(Task directions)
In the text on community health-safety climate, how are communities defined?

(Text passage)
● ● ● ●

The COVID-19 pandemic demonstrated the influence community attitudes have on the health behaviors of its residents (e.g., wearing facemasks, accepting vaccines). Evidence on COVID-19 spread indicates that within-community contexts affect individual perceptions regarding taking precautions and following government guidelines and policies vary (1–3). Because COVID-19 and other infectious diseases spread mainly among persons sharing a physical environment, behaviors of members of a geographic community can influence transmission.

Climate in the context of health-safety refers to shared perceptions within a community about the importance of maintaining and supporting behaviors that protect residents from infectious diseases. Climate theory postulates that individual persons perceive how others in their group expect them to behave and shape their behaviors accordingly (4). From a social psychology perspective, climate refers to the shared perceptions of members of an organization, group, or community concerning the procedures, practices, and kinds of behaviors that are rewarded and supported within the unit (5,6). Tests of climate theory related to community characteristics (e.g., service, productivity, innovation, inclusion) have demonstrated climate to be an effective predictor of behaviors (7,8). Previous research suggests that tools to measure community climate can help identify differences in levels of health-safety climate (HSC level) among communities and extent of agreement among residents within a community (climate strength) (5,9).

We defined communities as persons living in the same geographic area, having substantial interactive relations, and holding many attitudes in common (10). Data from the COVID-19 pandemic emphasize the central role of community dynamics in viral transmission (11,12). Community-based research demonstrates that interactions between persons within geographic communities enable both transmission of infectious diseases among residents and emergence of shared perceptions, which can be used in efforts to prevent and control spread of the disease. Studies have confirmed that shared norms, values, and behaviors exist in communities and influence the perceptions and behaviors of community members (13–15). However, other studies indicate that perceptions about the climate within a group may vary among individual persons (7,9).

● ● ● ●

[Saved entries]
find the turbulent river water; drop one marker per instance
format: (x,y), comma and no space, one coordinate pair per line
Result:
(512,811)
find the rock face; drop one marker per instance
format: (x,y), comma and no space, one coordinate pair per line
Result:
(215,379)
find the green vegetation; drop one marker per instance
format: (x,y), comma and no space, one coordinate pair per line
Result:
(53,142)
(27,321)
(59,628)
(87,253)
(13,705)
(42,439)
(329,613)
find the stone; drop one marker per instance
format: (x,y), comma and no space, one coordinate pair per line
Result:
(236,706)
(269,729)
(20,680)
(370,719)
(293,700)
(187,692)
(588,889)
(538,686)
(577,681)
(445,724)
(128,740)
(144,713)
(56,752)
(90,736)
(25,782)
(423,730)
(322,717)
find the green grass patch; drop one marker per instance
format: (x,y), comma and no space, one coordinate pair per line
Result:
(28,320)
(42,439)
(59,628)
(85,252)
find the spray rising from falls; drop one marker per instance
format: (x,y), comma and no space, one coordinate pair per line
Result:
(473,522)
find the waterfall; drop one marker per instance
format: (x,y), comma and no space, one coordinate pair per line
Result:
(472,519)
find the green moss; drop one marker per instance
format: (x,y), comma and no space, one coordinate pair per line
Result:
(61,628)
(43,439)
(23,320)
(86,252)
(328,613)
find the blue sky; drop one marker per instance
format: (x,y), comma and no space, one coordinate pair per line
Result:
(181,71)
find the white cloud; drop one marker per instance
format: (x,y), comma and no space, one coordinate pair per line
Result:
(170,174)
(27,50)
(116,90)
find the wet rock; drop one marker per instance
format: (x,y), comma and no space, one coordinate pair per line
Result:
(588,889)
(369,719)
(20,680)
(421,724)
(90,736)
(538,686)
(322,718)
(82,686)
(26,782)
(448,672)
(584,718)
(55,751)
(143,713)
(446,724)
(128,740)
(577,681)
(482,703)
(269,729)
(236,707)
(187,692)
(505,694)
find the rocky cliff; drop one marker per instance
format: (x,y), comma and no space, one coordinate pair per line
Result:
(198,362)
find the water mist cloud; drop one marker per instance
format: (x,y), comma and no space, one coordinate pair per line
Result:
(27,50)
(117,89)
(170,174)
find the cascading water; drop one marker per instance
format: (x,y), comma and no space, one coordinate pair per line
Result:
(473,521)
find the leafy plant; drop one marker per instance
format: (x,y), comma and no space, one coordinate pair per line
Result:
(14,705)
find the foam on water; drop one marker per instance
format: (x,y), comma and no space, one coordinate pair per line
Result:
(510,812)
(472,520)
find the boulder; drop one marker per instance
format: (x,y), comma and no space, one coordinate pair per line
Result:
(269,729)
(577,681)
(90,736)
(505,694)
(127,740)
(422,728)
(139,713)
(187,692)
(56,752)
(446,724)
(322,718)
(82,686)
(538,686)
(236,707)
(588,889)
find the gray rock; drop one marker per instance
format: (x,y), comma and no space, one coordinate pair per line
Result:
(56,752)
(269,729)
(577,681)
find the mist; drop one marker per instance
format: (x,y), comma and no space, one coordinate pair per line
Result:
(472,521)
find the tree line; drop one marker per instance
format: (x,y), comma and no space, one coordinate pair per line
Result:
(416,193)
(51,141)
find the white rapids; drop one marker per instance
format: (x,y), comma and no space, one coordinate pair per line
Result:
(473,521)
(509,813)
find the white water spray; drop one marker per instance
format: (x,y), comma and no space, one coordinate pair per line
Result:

● ● ● ●

(Answer area)
As persons living in the same geographic area, having substantial interactive relations, and holding many attitudes in common.